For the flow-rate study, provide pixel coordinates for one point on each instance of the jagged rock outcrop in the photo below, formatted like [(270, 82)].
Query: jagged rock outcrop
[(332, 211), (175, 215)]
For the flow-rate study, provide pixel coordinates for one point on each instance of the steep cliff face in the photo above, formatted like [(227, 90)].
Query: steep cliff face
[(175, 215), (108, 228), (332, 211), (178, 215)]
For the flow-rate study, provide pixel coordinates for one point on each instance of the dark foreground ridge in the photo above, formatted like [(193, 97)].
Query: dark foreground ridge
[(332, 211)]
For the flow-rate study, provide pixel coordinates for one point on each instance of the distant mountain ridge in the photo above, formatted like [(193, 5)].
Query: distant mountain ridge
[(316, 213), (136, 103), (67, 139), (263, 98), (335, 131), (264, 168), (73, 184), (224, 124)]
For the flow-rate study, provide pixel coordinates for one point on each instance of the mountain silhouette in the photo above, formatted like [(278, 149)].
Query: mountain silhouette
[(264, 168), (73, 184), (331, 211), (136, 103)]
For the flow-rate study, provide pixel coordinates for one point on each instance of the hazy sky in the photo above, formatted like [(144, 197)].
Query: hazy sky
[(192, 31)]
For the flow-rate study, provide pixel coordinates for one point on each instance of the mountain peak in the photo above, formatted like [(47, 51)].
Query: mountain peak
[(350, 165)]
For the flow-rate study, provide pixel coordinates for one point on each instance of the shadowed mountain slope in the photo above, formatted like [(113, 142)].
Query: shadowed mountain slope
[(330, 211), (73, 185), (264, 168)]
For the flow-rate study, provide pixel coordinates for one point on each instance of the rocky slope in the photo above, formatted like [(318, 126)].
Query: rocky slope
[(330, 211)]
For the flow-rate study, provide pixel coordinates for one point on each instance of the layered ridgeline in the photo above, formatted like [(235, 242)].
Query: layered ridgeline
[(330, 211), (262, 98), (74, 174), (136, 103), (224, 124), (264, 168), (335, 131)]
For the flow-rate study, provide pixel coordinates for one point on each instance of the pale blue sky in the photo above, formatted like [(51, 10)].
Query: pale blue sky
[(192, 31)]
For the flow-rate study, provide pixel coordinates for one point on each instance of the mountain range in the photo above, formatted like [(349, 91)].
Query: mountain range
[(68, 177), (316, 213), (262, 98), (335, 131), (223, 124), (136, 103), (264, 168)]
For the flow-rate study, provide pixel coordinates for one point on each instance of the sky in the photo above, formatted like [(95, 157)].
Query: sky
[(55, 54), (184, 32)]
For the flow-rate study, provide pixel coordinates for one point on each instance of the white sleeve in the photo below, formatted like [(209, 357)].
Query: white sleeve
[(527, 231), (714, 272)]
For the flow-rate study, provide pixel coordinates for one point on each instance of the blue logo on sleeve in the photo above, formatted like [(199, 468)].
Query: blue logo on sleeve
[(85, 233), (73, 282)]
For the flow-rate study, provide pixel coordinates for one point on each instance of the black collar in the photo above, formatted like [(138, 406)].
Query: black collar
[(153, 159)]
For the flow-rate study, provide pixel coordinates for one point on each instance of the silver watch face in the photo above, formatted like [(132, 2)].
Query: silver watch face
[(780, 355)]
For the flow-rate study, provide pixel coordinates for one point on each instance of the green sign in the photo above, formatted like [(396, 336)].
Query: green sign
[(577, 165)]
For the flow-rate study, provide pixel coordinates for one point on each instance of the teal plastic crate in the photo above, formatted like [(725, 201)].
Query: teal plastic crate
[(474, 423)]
*-*-*
Aim of the exercise -> Lay out all the entries above as a two-column CSV with the header row entry_text,answer. Give one row per entry, with its text and its answer each in a single double-quoted field and any line breaks replaced by spaces.

The response ->
entry_text,answer
"For the flow-rate study, provide pixel coordinates for one point on each instance of the jagged rock outcrop in the photo below, formatted like [(270, 82)]. Query: jagged rock outcrop","[(332, 211), (175, 215)]"
"For the flow-rate study, provide pixel coordinates for one point on each instance of the steep cliff face in the photo above, formatted like [(227, 90)]. Query: steep cliff face","[(175, 215), (108, 228), (332, 211), (178, 215)]"
"For the flow-rate study, provide pixel coordinates for one point on each instance of the dark foreground ridge in the photo above, formatted like [(193, 97)]. Query: dark foreground ridge","[(332, 211)]"
"For the flow-rate study, provide pixel coordinates for one point on each instance of the distant mountain ridge in the photo above, formatted like [(193, 5)]. Query: distant mountain ridge","[(316, 213), (136, 103), (67, 139), (263, 98), (335, 131), (264, 168), (73, 184), (224, 124)]"
"For the flow-rate study, provide pixel coordinates for one point on each instance of the mountain silhouette in the photo above, formatted like [(278, 149)]. Query: mountain silhouette","[(264, 168), (73, 184), (331, 211), (136, 103)]"
"For the flow-rate study, provide pixel coordinates for one point on each instance of the hazy sky in the photo above, formatted like [(144, 197)]. Query: hazy sky","[(192, 31)]"
"For the flow-rate study, provide pixel coordinates for one point on each instance of the mountain peak in the photo above, formatted like [(47, 51)]. Query: mountain peak","[(350, 165)]"
"For the flow-rate study, provide pixel coordinates for one point on each instance of the shadowed mountain slope in the photo above, formatted like [(113, 142)]. Query: shadowed mountain slope","[(330, 211), (73, 185), (264, 168)]"
"For the flow-rate study, provide pixel coordinates for one point on each instance of the rocky slope in the photo above, formatted like [(318, 126)]. Query: rocky slope","[(330, 211)]"
"For the flow-rate study, provide pixel coordinates for one point on each instance of the layered ridgeline in the photo above, formatted like [(235, 242)]. Query: layered ridgeline","[(330, 211), (262, 98), (74, 174), (136, 103), (224, 124), (264, 168), (335, 131)]"
"For the flow-rate study, provide pixel coordinates for one point on each instance of the pale blue sky in the photo above, formatted like [(51, 10)]. Query: pale blue sky","[(192, 31)]"
"For the flow-rate study, provide pixel coordinates for one point on each instance of the mountain range in the photo above, formatted like [(349, 91)]. Query: mountain range","[(68, 177), (316, 213), (262, 98), (335, 131), (223, 124), (136, 103), (264, 168)]"
"For the flow-rate study, provide pixel coordinates for one point on each instance of the sky in the photo above, formatted like [(95, 157)]. Query: sky","[(55, 54), (184, 32)]"
"For the flow-rate study, provide pixel coordinates for one point on each instance of the white sleeve in the photo below, formatted like [(209, 357)]. Query: white sleeve","[(527, 231), (714, 272)]"
"For the flow-rate study, provide pixel coordinates for one point on each instance of the blue logo on sleeve in the photo above, formatted like [(199, 468)]. Query: blue logo on sleeve","[(85, 233), (73, 282)]"
"For the flow-rate study, provide pixel coordinates for one point on each instance of the black collar in the photo above, formatted like [(138, 406)]. Query: black collar","[(153, 159)]"
"For the flow-rate study, provide pixel coordinates for one point on each instance of the silver watch face in the photo above, formatted like [(132, 2)]. Query: silver watch face","[(780, 355)]"
"For the flow-rate study, provide pixel coordinates for one point on each instance of the green sign in the photo above, formatted like [(396, 336)]. Query: green sign","[(577, 165)]"
"For the flow-rate study, provide pixel coordinates for one point on each instance of the teal plastic crate in the photo above, formatted like [(725, 201)]. Query: teal plastic crate","[(474, 423)]"